Segment Start: DATA SUPPLIED
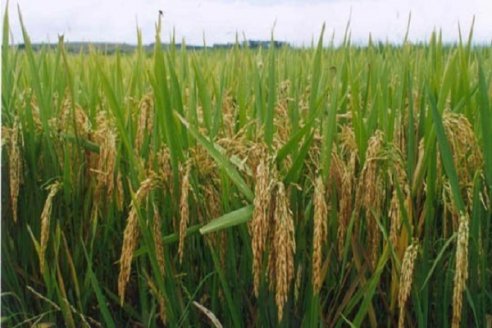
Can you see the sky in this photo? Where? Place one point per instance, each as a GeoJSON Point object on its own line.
{"type": "Point", "coordinates": [219, 21]}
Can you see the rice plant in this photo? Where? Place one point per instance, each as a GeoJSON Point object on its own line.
{"type": "Point", "coordinates": [329, 186]}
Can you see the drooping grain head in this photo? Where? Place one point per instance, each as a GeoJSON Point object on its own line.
{"type": "Point", "coordinates": [346, 200]}
{"type": "Point", "coordinates": [157, 236]}
{"type": "Point", "coordinates": [320, 232]}
{"type": "Point", "coordinates": [370, 193]}
{"type": "Point", "coordinates": [461, 271]}
{"type": "Point", "coordinates": [465, 148]}
{"type": "Point", "coordinates": [406, 279]}
{"type": "Point", "coordinates": [145, 121]}
{"type": "Point", "coordinates": [15, 167]}
{"type": "Point", "coordinates": [284, 245]}
{"type": "Point", "coordinates": [184, 208]}
{"type": "Point", "coordinates": [132, 233]}
{"type": "Point", "coordinates": [259, 225]}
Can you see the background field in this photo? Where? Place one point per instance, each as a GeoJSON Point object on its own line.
{"type": "Point", "coordinates": [332, 186]}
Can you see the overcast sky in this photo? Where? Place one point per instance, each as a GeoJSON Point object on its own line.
{"type": "Point", "coordinates": [295, 21]}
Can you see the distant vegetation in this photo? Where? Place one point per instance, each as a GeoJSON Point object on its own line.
{"type": "Point", "coordinates": [111, 48]}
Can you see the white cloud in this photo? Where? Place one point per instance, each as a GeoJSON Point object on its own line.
{"type": "Point", "coordinates": [295, 21]}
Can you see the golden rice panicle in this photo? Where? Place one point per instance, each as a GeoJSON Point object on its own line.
{"type": "Point", "coordinates": [465, 149]}
{"type": "Point", "coordinates": [132, 234]}
{"type": "Point", "coordinates": [119, 191]}
{"type": "Point", "coordinates": [105, 136]}
{"type": "Point", "coordinates": [259, 225]}
{"type": "Point", "coordinates": [184, 209]}
{"type": "Point", "coordinates": [320, 231]}
{"type": "Point", "coordinates": [370, 193]}
{"type": "Point", "coordinates": [15, 167]}
{"type": "Point", "coordinates": [395, 218]}
{"type": "Point", "coordinates": [45, 222]}
{"type": "Point", "coordinates": [346, 200]}
{"type": "Point", "coordinates": [284, 244]}
{"type": "Point", "coordinates": [157, 232]}
{"type": "Point", "coordinates": [461, 272]}
{"type": "Point", "coordinates": [145, 121]}
{"type": "Point", "coordinates": [406, 279]}
{"type": "Point", "coordinates": [164, 162]}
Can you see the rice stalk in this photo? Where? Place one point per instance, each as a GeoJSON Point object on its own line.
{"type": "Point", "coordinates": [184, 209]}
{"type": "Point", "coordinates": [320, 233]}
{"type": "Point", "coordinates": [15, 167]}
{"type": "Point", "coordinates": [461, 271]}
{"type": "Point", "coordinates": [406, 279]}
{"type": "Point", "coordinates": [132, 233]}
{"type": "Point", "coordinates": [45, 223]}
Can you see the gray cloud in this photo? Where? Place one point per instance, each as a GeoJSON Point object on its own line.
{"type": "Point", "coordinates": [295, 21]}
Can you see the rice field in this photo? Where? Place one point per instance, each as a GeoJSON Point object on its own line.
{"type": "Point", "coordinates": [333, 186]}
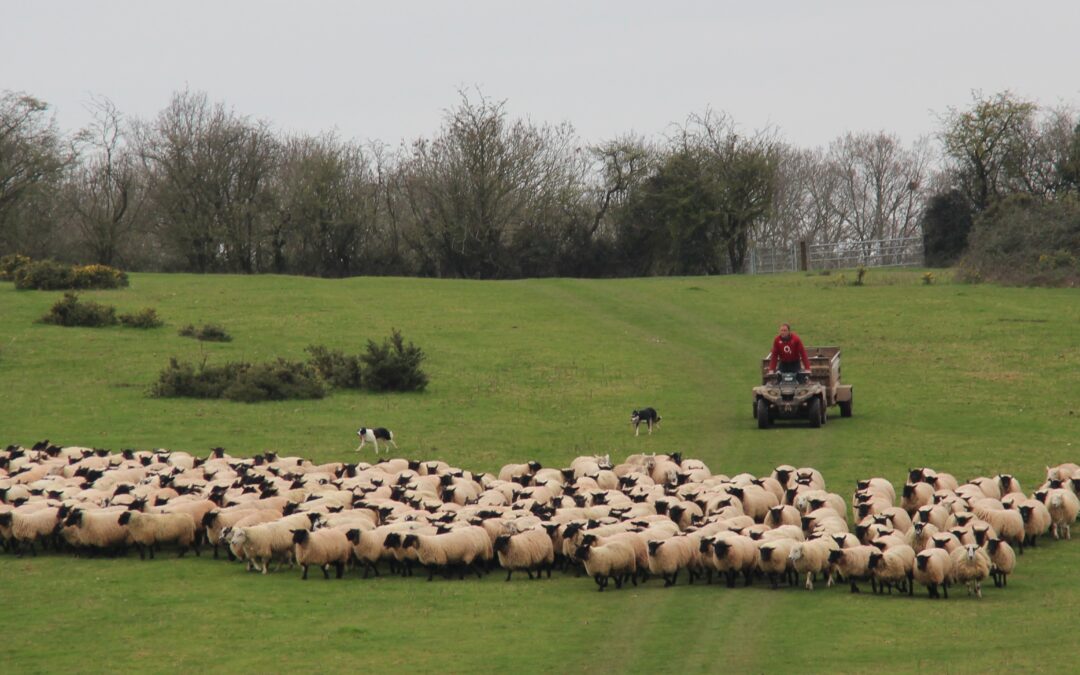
Segment End: DATA SUPPLIED
Repeat every record above exactly, but leave out any pictures.

Can you see the sky in this photo? Where? Place one point per instance, each as a GeoJSON Point object on its own line.
{"type": "Point", "coordinates": [219, 21]}
Can you see the rice plant in this photo? Where? Place one point per instance, each as a GeoJSON Point object on its own line.
{"type": "Point", "coordinates": [329, 186]}
Can you see the drooping grain head in this photo? Where? Place one point per instance, each as a GeoJSON Point object on its own line.
{"type": "Point", "coordinates": [346, 200]}
{"type": "Point", "coordinates": [157, 236]}
{"type": "Point", "coordinates": [320, 232]}
{"type": "Point", "coordinates": [370, 193]}
{"type": "Point", "coordinates": [461, 271]}
{"type": "Point", "coordinates": [465, 148]}
{"type": "Point", "coordinates": [406, 279]}
{"type": "Point", "coordinates": [145, 121]}
{"type": "Point", "coordinates": [15, 167]}
{"type": "Point", "coordinates": [284, 245]}
{"type": "Point", "coordinates": [184, 208]}
{"type": "Point", "coordinates": [132, 233]}
{"type": "Point", "coordinates": [259, 225]}
Can you see the background field in this photo? Where? Place one point per instance, each as a GeoJSON Point object on its own line.
{"type": "Point", "coordinates": [332, 186]}
Can you see the overcast sky in this photo? Where? Place one point per instance, each as a GeoJSON Point object on its own line.
{"type": "Point", "coordinates": [295, 21]}
Can you see the distant vegetation in this photo? Where? Place one point per instance, each as a GeoJSON Point object on its own line.
{"type": "Point", "coordinates": [111, 48]}
Can you see the white cloud in this photo? Where? Place one point per instance, each as a GeoJSON Point object on its own line.
{"type": "Point", "coordinates": [295, 21]}
Can you see the golden rice panicle in this photo? Where? Place one point per instance, each as a GeoJSON Point object on its own line.
{"type": "Point", "coordinates": [465, 149]}
{"type": "Point", "coordinates": [132, 234]}
{"type": "Point", "coordinates": [119, 191]}
{"type": "Point", "coordinates": [105, 136]}
{"type": "Point", "coordinates": [259, 225]}
{"type": "Point", "coordinates": [184, 209]}
{"type": "Point", "coordinates": [320, 231]}
{"type": "Point", "coordinates": [370, 193]}
{"type": "Point", "coordinates": [15, 167]}
{"type": "Point", "coordinates": [395, 218]}
{"type": "Point", "coordinates": [45, 222]}
{"type": "Point", "coordinates": [346, 200]}
{"type": "Point", "coordinates": [284, 244]}
{"type": "Point", "coordinates": [157, 232]}
{"type": "Point", "coordinates": [461, 272]}
{"type": "Point", "coordinates": [145, 121]}
{"type": "Point", "coordinates": [406, 279]}
{"type": "Point", "coordinates": [164, 162]}
Can you see the rice stalk in this photo? Where? Place one point per instance, each as a GeoJSON Point object on its own line.
{"type": "Point", "coordinates": [184, 209]}
{"type": "Point", "coordinates": [320, 233]}
{"type": "Point", "coordinates": [15, 167]}
{"type": "Point", "coordinates": [461, 271]}
{"type": "Point", "coordinates": [406, 279]}
{"type": "Point", "coordinates": [132, 233]}
{"type": "Point", "coordinates": [45, 223]}
Can you see the gray cloud in this photo? Where? Place one point per instance, each as a GeoJSON Point object on its own line.
{"type": "Point", "coordinates": [295, 21]}
Can you see the rice field in this photo? Where? Place one point per instance, each as a GeoJSON Point object on its own line.
{"type": "Point", "coordinates": [333, 186]}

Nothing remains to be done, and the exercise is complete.